## RAW DATA

++++++++

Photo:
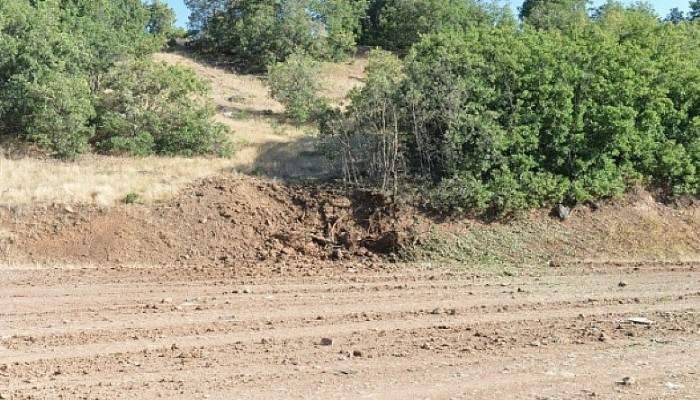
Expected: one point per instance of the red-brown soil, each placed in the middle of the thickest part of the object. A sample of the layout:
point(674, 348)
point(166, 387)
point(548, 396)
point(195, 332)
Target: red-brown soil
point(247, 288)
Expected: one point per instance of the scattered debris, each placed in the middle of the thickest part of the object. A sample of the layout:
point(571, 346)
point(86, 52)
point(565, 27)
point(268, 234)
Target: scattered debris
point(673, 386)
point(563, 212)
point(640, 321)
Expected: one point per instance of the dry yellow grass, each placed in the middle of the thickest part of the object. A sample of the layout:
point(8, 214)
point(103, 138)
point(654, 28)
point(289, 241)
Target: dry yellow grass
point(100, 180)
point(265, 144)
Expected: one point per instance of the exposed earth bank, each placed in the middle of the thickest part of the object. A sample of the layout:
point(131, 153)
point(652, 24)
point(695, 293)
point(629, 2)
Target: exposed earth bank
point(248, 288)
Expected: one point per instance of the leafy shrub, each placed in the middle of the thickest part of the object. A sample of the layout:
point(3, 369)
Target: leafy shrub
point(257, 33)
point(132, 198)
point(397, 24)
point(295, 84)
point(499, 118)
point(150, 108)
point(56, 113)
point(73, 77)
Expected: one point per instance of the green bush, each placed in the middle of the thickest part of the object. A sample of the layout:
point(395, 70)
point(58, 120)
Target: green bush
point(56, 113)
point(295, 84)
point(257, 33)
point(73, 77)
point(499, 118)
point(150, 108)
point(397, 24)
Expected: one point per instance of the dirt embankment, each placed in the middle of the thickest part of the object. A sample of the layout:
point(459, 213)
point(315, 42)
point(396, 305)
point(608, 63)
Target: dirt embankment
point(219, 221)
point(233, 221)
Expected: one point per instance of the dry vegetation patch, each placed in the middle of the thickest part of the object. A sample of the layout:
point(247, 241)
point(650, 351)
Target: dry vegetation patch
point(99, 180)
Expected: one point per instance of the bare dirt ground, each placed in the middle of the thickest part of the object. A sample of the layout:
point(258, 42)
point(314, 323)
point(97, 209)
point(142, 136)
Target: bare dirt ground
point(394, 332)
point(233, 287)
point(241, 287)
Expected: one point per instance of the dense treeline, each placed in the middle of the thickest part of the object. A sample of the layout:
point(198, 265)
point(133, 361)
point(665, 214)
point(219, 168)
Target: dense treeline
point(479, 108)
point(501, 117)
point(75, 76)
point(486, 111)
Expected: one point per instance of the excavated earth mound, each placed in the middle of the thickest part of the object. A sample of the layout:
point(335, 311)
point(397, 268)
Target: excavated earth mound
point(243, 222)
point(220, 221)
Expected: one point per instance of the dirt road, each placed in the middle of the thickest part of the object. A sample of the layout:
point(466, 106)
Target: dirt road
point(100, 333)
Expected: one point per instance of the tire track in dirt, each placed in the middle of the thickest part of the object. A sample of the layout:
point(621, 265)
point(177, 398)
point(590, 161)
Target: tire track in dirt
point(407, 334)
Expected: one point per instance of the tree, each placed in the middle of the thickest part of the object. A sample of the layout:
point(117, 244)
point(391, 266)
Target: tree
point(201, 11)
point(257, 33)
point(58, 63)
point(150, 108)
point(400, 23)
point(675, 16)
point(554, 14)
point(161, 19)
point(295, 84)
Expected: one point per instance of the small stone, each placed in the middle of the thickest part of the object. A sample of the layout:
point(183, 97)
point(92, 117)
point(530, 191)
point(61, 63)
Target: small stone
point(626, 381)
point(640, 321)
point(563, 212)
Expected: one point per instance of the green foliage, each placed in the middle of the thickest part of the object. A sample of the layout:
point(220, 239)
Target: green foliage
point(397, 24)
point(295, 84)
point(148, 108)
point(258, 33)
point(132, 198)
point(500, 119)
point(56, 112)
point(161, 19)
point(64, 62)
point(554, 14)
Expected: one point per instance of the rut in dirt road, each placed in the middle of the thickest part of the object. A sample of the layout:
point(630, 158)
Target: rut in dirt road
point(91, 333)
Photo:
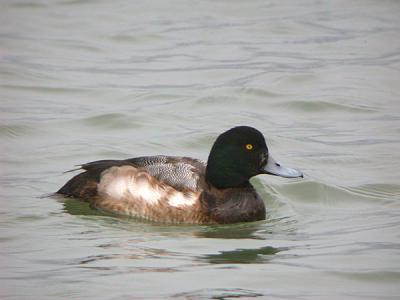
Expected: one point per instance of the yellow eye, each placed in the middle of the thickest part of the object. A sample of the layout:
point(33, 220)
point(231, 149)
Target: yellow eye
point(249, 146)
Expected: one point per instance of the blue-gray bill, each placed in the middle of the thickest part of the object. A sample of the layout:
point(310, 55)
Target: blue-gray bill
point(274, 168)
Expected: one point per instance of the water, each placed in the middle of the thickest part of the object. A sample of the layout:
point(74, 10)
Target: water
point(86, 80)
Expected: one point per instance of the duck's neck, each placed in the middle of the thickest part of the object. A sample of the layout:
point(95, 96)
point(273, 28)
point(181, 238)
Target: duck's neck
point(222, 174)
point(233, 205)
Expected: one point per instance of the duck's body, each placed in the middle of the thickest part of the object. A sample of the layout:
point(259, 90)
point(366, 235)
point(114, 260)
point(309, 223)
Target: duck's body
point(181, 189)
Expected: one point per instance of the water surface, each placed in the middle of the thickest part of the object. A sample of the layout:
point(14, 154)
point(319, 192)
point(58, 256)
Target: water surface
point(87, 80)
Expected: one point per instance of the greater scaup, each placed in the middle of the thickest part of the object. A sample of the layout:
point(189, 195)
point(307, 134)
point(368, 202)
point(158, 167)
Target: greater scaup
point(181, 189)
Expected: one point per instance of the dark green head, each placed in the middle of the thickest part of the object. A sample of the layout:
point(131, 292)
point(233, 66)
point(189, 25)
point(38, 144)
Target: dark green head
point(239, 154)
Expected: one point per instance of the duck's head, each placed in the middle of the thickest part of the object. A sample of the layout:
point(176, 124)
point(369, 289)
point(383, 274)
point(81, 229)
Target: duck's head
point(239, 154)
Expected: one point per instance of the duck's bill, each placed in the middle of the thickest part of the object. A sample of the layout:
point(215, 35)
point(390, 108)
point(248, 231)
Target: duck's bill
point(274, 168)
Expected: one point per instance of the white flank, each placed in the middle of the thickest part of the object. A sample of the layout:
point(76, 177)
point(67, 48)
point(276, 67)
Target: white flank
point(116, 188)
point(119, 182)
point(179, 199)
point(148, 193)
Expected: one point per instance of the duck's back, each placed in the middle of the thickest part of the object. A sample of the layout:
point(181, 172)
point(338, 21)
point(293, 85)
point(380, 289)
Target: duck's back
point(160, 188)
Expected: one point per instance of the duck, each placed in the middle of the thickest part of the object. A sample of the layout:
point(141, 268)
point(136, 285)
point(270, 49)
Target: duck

++++++++

## TO DO
Copy the material above in full and exactly, skipping pictures.

## SOLUTION FOR THIS TASK
Photo:
Expected: one point per instance of the red-brown soil, each placed in the middle of the thickest part of the object. A sample of the layout:
point(674, 348)
point(166, 387)
point(548, 396)
point(195, 332)
Target: red-brown soil
point(247, 288)
Expected: one point per instance of the scattered debris, each placed in the middle of the thickest part of the object. A sample of the layout:
point(571, 346)
point(86, 52)
point(565, 27)
point(268, 234)
Target: scattered debris
point(673, 386)
point(563, 212)
point(640, 321)
Expected: one point per instance of the dry yellow grass, each placed in the middle of the thickest part of the object. A sample of the layout:
point(8, 214)
point(103, 138)
point(654, 28)
point(289, 241)
Target: dry yellow grass
point(100, 180)
point(265, 144)
Expected: one point per instance of the exposed earth bank, each placed in the middle of the thickest part of the object. A sample of the layout:
point(131, 153)
point(652, 24)
point(695, 293)
point(629, 2)
Target: exposed earth bank
point(248, 288)
Expected: one point per instance of the leafy shrub, each placed in the middle of the thickest part of the object. A sample of the layout:
point(3, 369)
Target: leafy shrub
point(257, 33)
point(132, 198)
point(397, 24)
point(295, 84)
point(499, 118)
point(150, 108)
point(56, 113)
point(73, 77)
Expected: one point per instance of the green bush, each placed in the middle of the thickest part of the object. A sample of the layout:
point(395, 70)
point(58, 120)
Target: green bush
point(56, 113)
point(295, 84)
point(257, 33)
point(73, 77)
point(499, 118)
point(150, 108)
point(397, 24)
Expected: one point per instance of the dirt embankment, each placed in the middle of the thickest part of the object. A sample of the layout:
point(459, 213)
point(315, 42)
point(396, 305)
point(608, 63)
Target: dirt embankment
point(219, 221)
point(233, 221)
Expected: one point per instance of the dry vegetation patch, each placed in the middle of the thickest part of the object. A sample of the layout:
point(247, 241)
point(650, 351)
Target: dry vegetation patch
point(99, 180)
Expected: one point per instance of the bare dirt ground, each placed in the middle of the thickest part of the object. A sample of the layout:
point(258, 42)
point(314, 323)
point(97, 209)
point(142, 136)
Target: bare dirt ground
point(394, 332)
point(233, 287)
point(241, 287)
Expected: one point per instance of the dense treeline, each placed in the middle of the thickest part of the object. A sample of the layout:
point(198, 265)
point(133, 361)
point(665, 214)
point(219, 168)
Target: dense treeline
point(479, 108)
point(501, 117)
point(75, 76)
point(486, 111)
Expected: one point per instance of the excavated earth mound, each placed in the middle of the thickest part of the object. A sample of the layout:
point(335, 311)
point(397, 268)
Target: excavated earth mound
point(243, 222)
point(220, 221)
Expected: one point per instance of the dirt road, each placed in the middle of the thickest part of the object. A sample of the layout:
point(466, 106)
Target: dirt road
point(100, 333)
Expected: one point per instance of the tire track in dirt, each placed in the middle of the thickest part of the object. A sample of the layout:
point(621, 265)
point(177, 398)
point(590, 161)
Target: tire track in dirt
point(407, 334)
Expected: one point per instance of the tree, each placed in the middle of the thickest part of the object. A sample of the layout:
point(117, 244)
point(391, 266)
Target: tree
point(201, 11)
point(257, 33)
point(58, 63)
point(150, 108)
point(400, 23)
point(675, 16)
point(554, 14)
point(161, 19)
point(295, 84)
Expected: one point per instance of the small stone, each placed in the middle of the thickest part of the object. A sample of the layout:
point(183, 97)
point(92, 117)
point(530, 191)
point(61, 63)
Target: small stone
point(626, 381)
point(640, 321)
point(563, 212)
Expected: one point per instance of the green foliage, each placed in the middle of the thickest part of the object. A sample of the layout:
point(220, 239)
Target: green foliage
point(397, 24)
point(295, 84)
point(148, 108)
point(258, 33)
point(132, 198)
point(500, 119)
point(56, 112)
point(161, 19)
point(64, 62)
point(554, 14)
Expected: one point per instance of the rut in dirt road, each placed in the middle of the thickest part of the object. A sample of the layout:
point(630, 158)
Target: rut in dirt road
point(91, 333)
Photo:
Expected: one point per instance of the yellow eye, each placed in the middle of the thickest part of the object. A sample of the layout:
point(33, 220)
point(231, 149)
Target: yellow eye
point(249, 146)
Expected: one point per instance of the blue-gray bill, each placed in the middle of the thickest part of the object. A sample of the layout:
point(310, 55)
Target: blue-gray bill
point(274, 168)
Expected: one point per instance of the water, each placed in the middle of the thickest part of the object. A sample of the layout:
point(74, 10)
Target: water
point(86, 80)
Expected: one point per instance of the duck's neck, each placed in the middle of the thickest part of the object. A sample of the layout:
point(95, 96)
point(273, 28)
point(181, 238)
Target: duck's neck
point(222, 174)
point(233, 205)
Expected: one point per instance of the duck's body, each placed in the middle of the thickest part of the object. A sample of the layout:
point(259, 90)
point(366, 235)
point(114, 260)
point(309, 223)
Target: duck's body
point(181, 189)
Expected: one point per instance of the water surface, each placed in the middle of the thickest part of the object. A sample of the layout:
point(14, 154)
point(319, 192)
point(58, 256)
Target: water surface
point(87, 80)
Expected: one point per instance of the greater scaup, each placed in the middle of the thickest part of the object. A sample of the layout:
point(189, 195)
point(307, 134)
point(368, 202)
point(158, 167)
Target: greater scaup
point(181, 189)
Expected: one point per instance of the dark green head, each placed in the middle of the thickest part of the object. A sample of the layout:
point(131, 292)
point(233, 66)
point(189, 25)
point(38, 144)
Target: dark green head
point(239, 154)
Expected: one point per instance of the duck's head, each placed in the middle of the thickest part of the object. A sample of the layout:
point(176, 124)
point(369, 289)
point(383, 274)
point(81, 229)
Target: duck's head
point(239, 154)
Expected: one point per instance of the duck's bill, each placed in the middle of the thickest part of the object. A sample of the layout:
point(215, 35)
point(390, 108)
point(248, 231)
Target: duck's bill
point(274, 168)
Expected: one point per instance of the white flank, each placed in the middle of the thickest part of the object. A sample of the layout:
point(76, 177)
point(67, 48)
point(276, 67)
Target: white flank
point(116, 188)
point(119, 182)
point(179, 199)
point(148, 193)
Expected: one point per instance of the duck's back, each placed in the middle of the thickest part of the object. A sample of the layout:
point(181, 172)
point(338, 21)
point(293, 85)
point(380, 289)
Target: duck's back
point(160, 188)
Expected: one point per instance of the duck, each placed in the middle of the thickest part of the object. A sample of the layout:
point(141, 268)
point(136, 285)
point(270, 49)
Target: duck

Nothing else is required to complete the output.